Work order
This task calls for the complete listing below, reproduced exactly.

==========

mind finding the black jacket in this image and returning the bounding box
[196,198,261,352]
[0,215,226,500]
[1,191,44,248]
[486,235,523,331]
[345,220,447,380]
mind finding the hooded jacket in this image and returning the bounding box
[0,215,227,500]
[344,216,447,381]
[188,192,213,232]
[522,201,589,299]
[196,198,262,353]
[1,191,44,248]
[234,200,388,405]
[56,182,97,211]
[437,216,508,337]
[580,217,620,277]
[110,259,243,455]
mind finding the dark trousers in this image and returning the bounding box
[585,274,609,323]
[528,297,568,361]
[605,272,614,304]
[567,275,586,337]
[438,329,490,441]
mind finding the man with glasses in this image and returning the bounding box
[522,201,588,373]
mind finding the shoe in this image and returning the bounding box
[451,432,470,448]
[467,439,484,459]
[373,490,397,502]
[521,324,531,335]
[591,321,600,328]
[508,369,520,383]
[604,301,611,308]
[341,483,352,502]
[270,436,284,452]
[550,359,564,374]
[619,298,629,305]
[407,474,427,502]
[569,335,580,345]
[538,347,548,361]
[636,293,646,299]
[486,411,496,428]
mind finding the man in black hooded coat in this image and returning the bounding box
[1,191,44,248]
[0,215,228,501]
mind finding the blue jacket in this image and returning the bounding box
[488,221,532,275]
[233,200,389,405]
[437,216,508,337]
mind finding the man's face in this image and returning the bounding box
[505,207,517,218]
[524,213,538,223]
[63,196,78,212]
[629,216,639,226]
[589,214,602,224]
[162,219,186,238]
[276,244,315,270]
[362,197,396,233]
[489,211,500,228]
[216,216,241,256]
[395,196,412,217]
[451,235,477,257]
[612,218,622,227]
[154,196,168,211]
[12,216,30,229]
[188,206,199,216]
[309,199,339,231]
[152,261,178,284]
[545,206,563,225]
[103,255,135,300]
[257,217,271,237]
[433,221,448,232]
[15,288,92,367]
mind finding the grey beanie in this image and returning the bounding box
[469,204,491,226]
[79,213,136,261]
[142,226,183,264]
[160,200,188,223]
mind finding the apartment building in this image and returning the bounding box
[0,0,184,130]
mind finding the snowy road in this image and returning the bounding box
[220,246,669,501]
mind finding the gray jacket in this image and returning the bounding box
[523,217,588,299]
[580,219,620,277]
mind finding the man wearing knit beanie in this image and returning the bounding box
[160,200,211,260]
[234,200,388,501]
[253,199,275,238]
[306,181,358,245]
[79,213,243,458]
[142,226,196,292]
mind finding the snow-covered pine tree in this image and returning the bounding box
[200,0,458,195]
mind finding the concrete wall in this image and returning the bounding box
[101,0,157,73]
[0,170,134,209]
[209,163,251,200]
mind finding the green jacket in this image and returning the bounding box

==========

Exercise output
mind finding the black jacket in this image and returning the bounding box
[196,198,261,352]
[0,215,226,500]
[1,191,44,248]
[486,235,523,331]
[345,220,447,380]
mind finding the hooded jacket in this image and returning the bounding box
[0,215,227,500]
[344,216,447,381]
[188,192,213,232]
[522,201,589,299]
[196,198,262,353]
[1,191,44,248]
[234,200,388,405]
[56,182,97,211]
[437,216,508,337]
[580,217,620,277]
[110,259,243,455]
mind finding the dark trousers in this image and returning the bounding box
[585,274,609,323]
[528,297,568,361]
[605,272,614,304]
[567,275,586,337]
[438,329,490,441]
mind finding the man with glasses in this image and returning the bounding box
[522,201,588,373]
mind finding the shoe in this image and returning the bounding box
[451,432,470,448]
[467,439,484,459]
[373,490,397,502]
[521,324,531,335]
[591,321,600,328]
[508,369,520,383]
[604,301,611,308]
[341,483,352,502]
[270,436,284,452]
[550,359,564,374]
[619,298,629,305]
[407,474,427,502]
[569,335,580,345]
[538,347,548,361]
[636,293,646,299]
[486,411,496,428]
mind finding the man in black hooded coat in this image and returning the bounding box
[1,191,44,248]
[0,215,228,501]
mind finding the blue jacket in this image and returning the bounding box
[488,221,532,275]
[233,200,389,405]
[437,216,508,337]
mind finding the man's face in this image and returning the bounding box
[505,207,517,218]
[524,213,538,223]
[63,196,78,212]
[629,216,639,226]
[589,214,602,224]
[162,219,186,238]
[276,244,315,270]
[362,197,396,233]
[489,211,500,228]
[216,216,241,256]
[395,196,412,217]
[451,235,477,257]
[612,218,622,227]
[154,196,168,211]
[12,216,30,229]
[188,206,199,216]
[309,199,339,231]
[152,261,178,284]
[545,206,563,225]
[103,255,135,300]
[257,217,271,237]
[433,221,448,232]
[15,288,92,367]
mind finding the grey beanie in this image and returning the bounding box
[469,204,491,226]
[79,213,136,261]
[142,226,183,264]
[160,200,188,223]
mind finding the apartment building in this image and returning the bounding box
[0,0,184,130]
mind finding the snowy road in this image and returning the bounding box
[220,246,669,501]
mind finding the gray jacket in this image and returning the bounding box
[523,217,588,299]
[580,219,620,277]
mind finding the man wearing knit beanie in this image and returning the bounding box
[160,200,211,260]
[234,200,388,501]
[253,199,275,238]
[306,181,358,245]
[79,213,243,458]
[142,226,196,292]
mind finding the snow-covered pine tree in this image and returning the bounding box
[200,0,458,195]
mind finding the concrete wall in this image and returning the bounding box
[101,0,157,73]
[0,170,134,209]
[209,163,251,200]
mind finding the green jacket in this image and returning the bounding box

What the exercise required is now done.